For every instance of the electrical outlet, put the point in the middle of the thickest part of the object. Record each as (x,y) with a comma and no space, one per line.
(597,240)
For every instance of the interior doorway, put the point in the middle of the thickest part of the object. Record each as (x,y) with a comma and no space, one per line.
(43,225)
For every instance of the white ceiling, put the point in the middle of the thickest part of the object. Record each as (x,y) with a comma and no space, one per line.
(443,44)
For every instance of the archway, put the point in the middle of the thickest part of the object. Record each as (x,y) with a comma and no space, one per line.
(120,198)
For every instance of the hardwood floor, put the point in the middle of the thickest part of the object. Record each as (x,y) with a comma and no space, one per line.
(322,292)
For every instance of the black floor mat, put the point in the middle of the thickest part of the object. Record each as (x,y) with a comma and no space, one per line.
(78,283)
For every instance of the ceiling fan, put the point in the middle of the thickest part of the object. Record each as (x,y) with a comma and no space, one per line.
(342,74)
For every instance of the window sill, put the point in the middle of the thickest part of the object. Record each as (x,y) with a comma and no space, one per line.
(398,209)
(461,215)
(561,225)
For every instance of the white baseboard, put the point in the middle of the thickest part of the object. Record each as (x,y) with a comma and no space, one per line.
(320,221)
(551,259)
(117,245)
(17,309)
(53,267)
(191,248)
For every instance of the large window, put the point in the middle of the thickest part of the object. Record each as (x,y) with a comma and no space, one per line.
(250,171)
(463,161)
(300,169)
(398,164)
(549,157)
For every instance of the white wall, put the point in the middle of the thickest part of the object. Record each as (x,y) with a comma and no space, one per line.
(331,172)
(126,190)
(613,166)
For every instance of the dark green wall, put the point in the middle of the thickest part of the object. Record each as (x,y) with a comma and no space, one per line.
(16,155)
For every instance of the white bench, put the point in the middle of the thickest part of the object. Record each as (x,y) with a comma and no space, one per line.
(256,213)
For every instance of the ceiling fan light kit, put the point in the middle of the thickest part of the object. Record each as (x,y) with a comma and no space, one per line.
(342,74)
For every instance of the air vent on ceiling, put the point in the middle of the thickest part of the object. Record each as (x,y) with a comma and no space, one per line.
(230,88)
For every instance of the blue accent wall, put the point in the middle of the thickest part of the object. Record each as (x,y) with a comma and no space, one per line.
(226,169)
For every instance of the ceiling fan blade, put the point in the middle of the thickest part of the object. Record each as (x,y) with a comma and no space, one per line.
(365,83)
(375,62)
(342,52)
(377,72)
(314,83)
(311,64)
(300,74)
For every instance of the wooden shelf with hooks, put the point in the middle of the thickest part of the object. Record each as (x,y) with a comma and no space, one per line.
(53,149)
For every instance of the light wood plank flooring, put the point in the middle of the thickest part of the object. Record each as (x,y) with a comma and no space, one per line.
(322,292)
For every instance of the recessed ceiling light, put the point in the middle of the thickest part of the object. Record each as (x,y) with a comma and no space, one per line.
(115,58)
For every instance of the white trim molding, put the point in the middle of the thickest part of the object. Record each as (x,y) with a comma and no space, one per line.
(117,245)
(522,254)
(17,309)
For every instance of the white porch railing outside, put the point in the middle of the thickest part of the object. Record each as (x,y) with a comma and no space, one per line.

----------------

**Given problem**: Render the lines above, from the one containing "For every instance of the recessed" through the last line, as a Markdown table with the columns Index and Line, omitting any blank lines.

**Output of the task**:
| Index | Line |
|---|---|
| 1 | For every instance of the recessed ceiling light, put the point in the middle of the thickest part of the object. Record each as (x,y) with a comma and no space, one per line. |
| 2 | (115,58) |
| 3 | For every instance of the white trim molding, put the point in the middle of the thickest part of the object. Record each as (x,y) with a comma and no space, one per line. |
| 4 | (117,245) |
| 5 | (522,254) |
| 6 | (17,309) |
| 7 | For every instance of the white porch railing outside, put the point in the middle of the thickest part of the object. Record each as (x,y) with a comma and no space, one per line. |